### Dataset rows
* * * * * * * * *

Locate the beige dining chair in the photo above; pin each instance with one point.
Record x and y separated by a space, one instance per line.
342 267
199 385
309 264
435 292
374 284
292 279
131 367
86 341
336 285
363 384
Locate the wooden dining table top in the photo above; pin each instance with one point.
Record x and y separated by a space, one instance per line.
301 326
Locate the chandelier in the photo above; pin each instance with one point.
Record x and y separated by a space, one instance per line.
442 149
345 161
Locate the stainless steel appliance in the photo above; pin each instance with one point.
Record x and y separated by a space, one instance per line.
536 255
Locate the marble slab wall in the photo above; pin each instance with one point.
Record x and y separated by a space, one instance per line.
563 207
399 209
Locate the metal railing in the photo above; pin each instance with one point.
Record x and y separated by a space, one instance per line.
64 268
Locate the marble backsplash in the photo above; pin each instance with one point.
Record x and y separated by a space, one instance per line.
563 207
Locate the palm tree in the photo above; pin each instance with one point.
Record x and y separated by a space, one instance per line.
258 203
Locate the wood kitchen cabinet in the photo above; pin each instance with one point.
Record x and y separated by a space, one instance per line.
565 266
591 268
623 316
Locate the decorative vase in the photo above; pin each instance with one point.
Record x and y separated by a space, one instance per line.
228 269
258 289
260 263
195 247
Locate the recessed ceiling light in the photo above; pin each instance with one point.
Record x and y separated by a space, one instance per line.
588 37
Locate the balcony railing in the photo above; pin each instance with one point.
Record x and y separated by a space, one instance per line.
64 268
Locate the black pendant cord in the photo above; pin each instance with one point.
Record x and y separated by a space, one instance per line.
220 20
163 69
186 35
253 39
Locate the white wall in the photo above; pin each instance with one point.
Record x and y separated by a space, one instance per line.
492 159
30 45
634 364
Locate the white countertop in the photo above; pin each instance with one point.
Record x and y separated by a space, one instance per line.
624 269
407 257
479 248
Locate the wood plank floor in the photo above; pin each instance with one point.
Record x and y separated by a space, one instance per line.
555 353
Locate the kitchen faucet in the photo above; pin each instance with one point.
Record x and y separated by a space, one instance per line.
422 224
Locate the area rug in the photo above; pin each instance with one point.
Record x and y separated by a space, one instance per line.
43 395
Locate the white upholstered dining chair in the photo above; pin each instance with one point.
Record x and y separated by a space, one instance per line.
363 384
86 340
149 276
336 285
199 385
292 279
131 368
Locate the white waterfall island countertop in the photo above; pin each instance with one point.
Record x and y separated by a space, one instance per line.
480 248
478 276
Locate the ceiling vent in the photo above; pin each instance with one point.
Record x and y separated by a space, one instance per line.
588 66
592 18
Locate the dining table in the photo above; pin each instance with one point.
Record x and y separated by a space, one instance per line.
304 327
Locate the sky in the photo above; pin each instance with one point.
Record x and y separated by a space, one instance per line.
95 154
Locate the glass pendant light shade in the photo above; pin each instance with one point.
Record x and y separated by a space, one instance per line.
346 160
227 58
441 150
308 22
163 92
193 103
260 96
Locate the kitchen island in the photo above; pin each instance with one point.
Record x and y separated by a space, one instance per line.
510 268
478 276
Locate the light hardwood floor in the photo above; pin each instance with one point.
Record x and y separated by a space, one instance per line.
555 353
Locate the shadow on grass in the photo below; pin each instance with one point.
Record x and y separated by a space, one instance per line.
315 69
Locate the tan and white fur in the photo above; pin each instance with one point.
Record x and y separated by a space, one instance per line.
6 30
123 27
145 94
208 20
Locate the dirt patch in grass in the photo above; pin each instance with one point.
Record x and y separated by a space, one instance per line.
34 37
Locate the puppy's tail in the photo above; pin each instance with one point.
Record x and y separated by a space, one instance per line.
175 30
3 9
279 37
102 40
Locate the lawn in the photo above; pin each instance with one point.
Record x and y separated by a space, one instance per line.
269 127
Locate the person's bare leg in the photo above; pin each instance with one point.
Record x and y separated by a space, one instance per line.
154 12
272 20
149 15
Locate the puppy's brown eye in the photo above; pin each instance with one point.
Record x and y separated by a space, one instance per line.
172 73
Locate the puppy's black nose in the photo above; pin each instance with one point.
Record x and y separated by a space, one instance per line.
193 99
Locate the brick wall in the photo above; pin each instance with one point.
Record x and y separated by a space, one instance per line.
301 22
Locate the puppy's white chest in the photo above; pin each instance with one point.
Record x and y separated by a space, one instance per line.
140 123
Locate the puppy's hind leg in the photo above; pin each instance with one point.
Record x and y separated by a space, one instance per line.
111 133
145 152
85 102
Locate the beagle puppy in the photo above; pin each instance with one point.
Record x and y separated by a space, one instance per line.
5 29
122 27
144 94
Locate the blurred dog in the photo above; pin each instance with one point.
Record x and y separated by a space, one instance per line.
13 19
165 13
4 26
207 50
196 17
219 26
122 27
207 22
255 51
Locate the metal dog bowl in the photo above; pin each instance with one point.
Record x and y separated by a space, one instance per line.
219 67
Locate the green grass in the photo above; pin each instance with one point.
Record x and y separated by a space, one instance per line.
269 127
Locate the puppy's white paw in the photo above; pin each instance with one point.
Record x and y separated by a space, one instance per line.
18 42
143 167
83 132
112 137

* * * * * * * * *

Render the whole listing as a two-column CSV with the headers instruction and points, one row per instruction pairing its text with its answer. Enclose every field in double quotes and replace line breaks with spaces.

instruction,points
"Locate the beige dining chair in the photo above; pin each instance with one point. Record x and y separated by a space, one instance per line.","342 267 199 385 309 264 435 292 374 284 292 279 131 367 86 341 336 285 363 384"
"Locate the wooden dining table top in the photo above; pin each instance with one point. Record x and y separated by a space, one instance per line.","301 326"
"Locate the chandelier in the photo above; pin each instance with one point. Record x and y separated by a space, one instance per line.","442 149 345 161"
"Locate the stainless steel appliance in the photo above; pin each instance with one point. Record x and y separated by a space, one instance per line.","536 255"
"Locate the marble slab wall in the photo above; pin each instance with one point. Record x and y separated by a space, one instance per line.","563 207 399 209"
"Locate the metal railing in the photo above; pin each instance with one point. Record x and y separated by a space, one instance per line.","64 268"
"Locate the marble backsplash in the photo above; pin each instance with one point. Record x and y separated by a space, one instance per line.","563 207"
"Locate the palm tree in the photo above; pin each instance with one point. Record x and y separated by a space, one instance per line.","258 203"
"Locate the wood kitchen cabinet in the photo above; pin each instance with one point. Record x and y separated by a space, one instance per line.","565 266 591 268 623 316"
"Locate the decorative vase in the photo above; pin each instance with one point. Record x and y separated by a space, one instance per line.","228 269 258 289 260 263 195 247"
"Locate the recessed ceiling light in the photo above; pin each instance with one point. Record x and y separated by a space, one instance per line.","588 37"
"Locate the balcony railing in the photo above; pin each instance with one point. Record x and y separated by a space, one instance per line.","64 268"
"Locate the black pendant cord in the photo above; pin each instance with one point. Record x and y separated by a space, one instance per line.","220 20 163 69 186 35 253 39"
"Locate the white wall in the photo above; pin each instance with one point. Record x and y separated by a space, one instance per line.","492 159 30 45 634 364"
"Locate the white countertop in the photo above; pin each instance with one point. Record x and y separated by a space, one instance per line.","624 269 407 257 479 248"
"Locate the wood plank floor in the photo above; pin each instance with one point. Record x and y separated by a space, one instance per line.","555 353"
"Locate the kitchen faucet in the photo above; pin each instance with one point. Record x and y separated by a space, one instance per line.","422 224"
"Locate the area rug in the photo above; pin each instance with one point. Record x and y separated by a space, one instance per line.","43 395"
"Locate the white upholstered dining chair in the photo above; pin each instance with one point. Record x and y separated by a space, one instance per line.","363 384 86 340 149 276 336 285 199 385 292 279 131 368"
"Locate the white waterfall island countertop in the photo above; pin each instance with one point. Record x and y separated by a space, one instance per line.","480 248 478 276"
"Locate the ceiling vent in the photo above; pin each instance with one point. Record x and y separated by a space, one instance per line.","588 66 592 18"
"Locate the dining table in the photo above; pin each instance with one point. Record x and y separated by a space, one instance per line.","304 327"
"Locate the sky in the photo above; pin each instance with one point. Record x and y separated by a space, one instance per line.","95 154"
"Locate the glass pendant light shade in the photo above; pin each instance with one point. Record x and y separated by a space, one instance per line.","346 160 227 58 441 150 308 22 163 92 193 103 260 96"
"Locate the kitchen island in the photo above; pin each instance with one point. Record x and y separated by a space, one instance per line.","510 268 478 276"
"Locate the light hardwood floor in the photo above; pin each instance with one point. Record x and y separated by a space, one instance per line.","555 353"
"Locate the shadow on grass in the photo below; pin each instance with one point. Record x and y separated by a space, one instance per line.","315 69"
"Locate the tan and white fur in the photo above; pin each instance with one point. Record x and y separated by a space, one instance per line.","6 30 123 27 145 94 208 20"
"Locate the dirt patch in grass in the photo above; pin each instance with one point. Record x and y separated by a space, one instance per line.","34 37"
"Locate the puppy's tail in the photo above; pin each instance with one point. Record x and y separated by a space, one instance per line.","175 30 3 9 279 37 102 40"
"Locate the lawn in the photo above; pin each instance with one point. Record x and y separated by a space, one instance per line.","269 127"
"Locate the person's bare leg in the photo above; pin each instance with one point. Record x and y separated by a space, one instance per line.","154 12 272 20 149 15"
"Locate the puppy's brown eye in the photo above; pin each instance with one point. Record x and y separated by a space, one instance per line.","172 73"
"Locate the puppy's black nose in the photo above; pin each instance with one point. Record x and y separated by a space, one instance per line.","193 99"
"Locate the brick wall in the photo above; pin each instance with one point. Record x and y separated by a space, one instance per line.","301 22"
"Locate the puppy's white chest in the photo above; pin each instance with one point. Record x and y separated by a space, one instance per line.","140 123"
"Locate the puppy's hind leg in the photo above; pin each instance with one point. Record x and y separated by a space, one instance per line.","111 133 145 152 85 102"
"Locate the beagle puppy in the photo above; pin each instance with one point. Record x and y separated by a space, one instance per line.","5 29 122 27 144 94"
"Locate the blurred dog in the photo above; pin each instance with one point. Record x and y separated by a space, one instance per line.","13 19 165 13 4 26 207 50 196 17 219 26 122 27 207 22 255 51"
"Locate the metal dog bowl in the photo above; pin each instance with one point. Record x and y separated by a space, one instance per line.","219 67"
"Locate the green grass in the photo above; pin each instance with one point. Record x and y separated by a space, one instance per line.","269 127"
"Locate the puppy's white paw in the photo above; pin each instance with one point. Record x and y separated by a space, one instance per line.","18 42 143 167 83 132 112 137"